▸ **Page**:
•••

Hi Jakub, Willem,
On 01/08/2025 20:16, Jakub Kicinski wrote:
We keep seeing flakes on packetdrill on debug kernels, while non-debug kernels are stable, not a single flake in 200 runs. Time to give up, debug kernels appear to suffer from 10msec latency spikes and any timing-sensitive test is bound to flake.
Thank you for the patch!
Another solution might be to increase the tolerance, but I don't think it will fix all issues. I quickly looked at the last 100 runs, and I think most failures might be fixed by a higher tolerance, e.g.
# tcp_ooo-before-and-after-accept.pkt:19: timing error: expected inbound packet at 0.101619 sec but happened at 0.115894 sec; tolerance 0.014000 sec
(0.275ms above the limit!)
On MPTCP, we used to have a very high tolerance with debug kernels (>0.5s) when public CIs were very limited in terms of CPU resources. I guess having a tolerance of 0.1s would be enough, but for these MPTCP packetdrill tests, I put 0.2s for the tolerance with a debug kernel, just to be on the safe side.

•••

▸ **Data extract**:
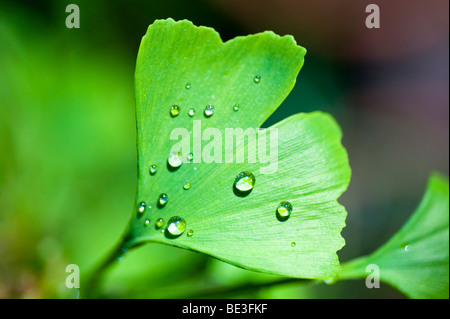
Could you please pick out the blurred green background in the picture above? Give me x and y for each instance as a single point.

•••

▸ **Exercises to complete**:
(1) Render this sentence from the packetdrill message in German: "Another solution might be to increase the tolerance, but I don't think it will fix all issues."
(2) Please carry on the packetdrill message from the point where it stops.

▸ **Responses**:
(1) Eine andere Lösung könnte darin bestehen, die Toleranz zu erhöhen, aber ich glaube nicht, dass das alle Probleme beheben wird.

(2)
Still, I think increasing the tolerance would not fix all issues. On MPTCP side, the latency introduced by debug kernel caused unexpected retransmissions due to too low RTO. I took the time to make sure injected packets were always done with enough delay, but with the TCP packetdrill tests here, it is possibly not enough to do that when I look at some recent errors, e.g.
tcp_zerocopy_batch.pkt:26: error handling packet: live packet payload: expected 4000 bytes vs actual 5000 bytes
At the end, and as previously mentioned, these adaptations for debug kernel are perhaps not worth it: in this environment, it is probably enough to ignore packetdrill results and focus on kernel warnings.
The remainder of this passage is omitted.